### Extracted information
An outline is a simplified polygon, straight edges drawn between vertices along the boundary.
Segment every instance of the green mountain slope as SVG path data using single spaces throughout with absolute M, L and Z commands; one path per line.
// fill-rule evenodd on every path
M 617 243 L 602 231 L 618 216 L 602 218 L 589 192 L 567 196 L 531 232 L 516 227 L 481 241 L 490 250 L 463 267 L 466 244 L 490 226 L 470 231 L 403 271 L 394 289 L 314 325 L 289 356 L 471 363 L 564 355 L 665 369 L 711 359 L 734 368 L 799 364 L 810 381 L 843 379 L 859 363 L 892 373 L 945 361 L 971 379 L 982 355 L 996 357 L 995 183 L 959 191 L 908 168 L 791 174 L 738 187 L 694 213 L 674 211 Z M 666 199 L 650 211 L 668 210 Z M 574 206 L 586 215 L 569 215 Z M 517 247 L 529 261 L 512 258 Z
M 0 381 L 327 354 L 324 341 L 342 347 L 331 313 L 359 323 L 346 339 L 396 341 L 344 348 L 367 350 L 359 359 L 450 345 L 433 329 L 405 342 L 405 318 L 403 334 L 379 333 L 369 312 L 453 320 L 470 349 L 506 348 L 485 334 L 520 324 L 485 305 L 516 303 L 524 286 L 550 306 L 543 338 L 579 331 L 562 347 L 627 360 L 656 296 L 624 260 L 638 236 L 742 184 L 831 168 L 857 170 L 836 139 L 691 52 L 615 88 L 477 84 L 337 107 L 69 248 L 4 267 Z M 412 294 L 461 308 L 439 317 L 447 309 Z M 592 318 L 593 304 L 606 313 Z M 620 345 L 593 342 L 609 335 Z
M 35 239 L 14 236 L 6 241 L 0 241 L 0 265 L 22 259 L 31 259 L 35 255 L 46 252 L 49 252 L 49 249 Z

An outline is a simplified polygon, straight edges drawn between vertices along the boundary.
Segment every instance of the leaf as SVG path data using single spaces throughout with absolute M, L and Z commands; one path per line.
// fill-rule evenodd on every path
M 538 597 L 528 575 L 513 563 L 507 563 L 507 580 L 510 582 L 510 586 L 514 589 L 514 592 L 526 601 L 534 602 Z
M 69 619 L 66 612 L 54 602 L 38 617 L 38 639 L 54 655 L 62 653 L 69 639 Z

### What you should do
A verbatim restatement of all the entries above is required.

### Written solution
An outline is a simplified polygon, straight edges drawn between vertices along the boundary.
Segment every instance of the green mountain slope as SVG path data using single spaces throughout with absolute M, L and Z commands; one path per line.
// fill-rule evenodd on every path
M 617 243 L 602 231 L 618 216 L 602 218 L 589 192 L 567 196 L 531 232 L 516 227 L 481 241 L 490 250 L 463 267 L 466 244 L 490 226 L 470 231 L 403 271 L 394 289 L 314 325 L 289 356 L 471 363 L 564 355 L 665 369 L 711 359 L 734 368 L 799 364 L 810 381 L 843 379 L 859 363 L 892 373 L 945 361 L 971 379 L 982 355 L 996 357 L 995 183 L 959 191 L 908 168 L 791 174 L 738 187 L 694 213 L 674 211 Z M 666 199 L 650 211 L 668 210 Z M 574 206 L 586 215 L 569 215 Z M 517 247 L 529 261 L 512 258 Z
M 0 381 L 327 354 L 324 341 L 342 347 L 331 313 L 359 323 L 346 339 L 396 341 L 344 348 L 367 350 L 359 359 L 450 345 L 433 329 L 405 342 L 405 318 L 403 334 L 379 333 L 369 312 L 453 320 L 470 349 L 506 348 L 485 334 L 520 324 L 485 305 L 516 303 L 524 286 L 550 306 L 543 338 L 579 331 L 562 347 L 627 360 L 656 296 L 624 260 L 638 236 L 742 184 L 831 168 L 857 170 L 836 139 L 691 52 L 615 88 L 477 84 L 337 107 L 69 248 L 4 267 Z M 412 294 L 461 308 L 439 317 L 447 309 Z M 592 318 L 593 304 L 606 313 Z M 620 345 L 593 342 L 609 335 Z
M 35 239 L 14 236 L 6 241 L 0 241 L 0 265 L 22 259 L 31 259 L 35 255 L 46 252 L 49 252 L 49 249 Z

An outline is a simplified polygon, straight edges drawn between vertices along the boundary.
Segment every instance of the leaf as SVG path data using single spaces throughout with absolute M, L and Z commands; one path per line.
// fill-rule evenodd on every path
M 538 597 L 528 575 L 513 563 L 507 563 L 507 580 L 510 582 L 510 586 L 514 589 L 514 592 L 526 601 L 534 602 Z
M 69 619 L 66 612 L 54 602 L 38 617 L 38 639 L 54 655 L 62 653 L 69 639 Z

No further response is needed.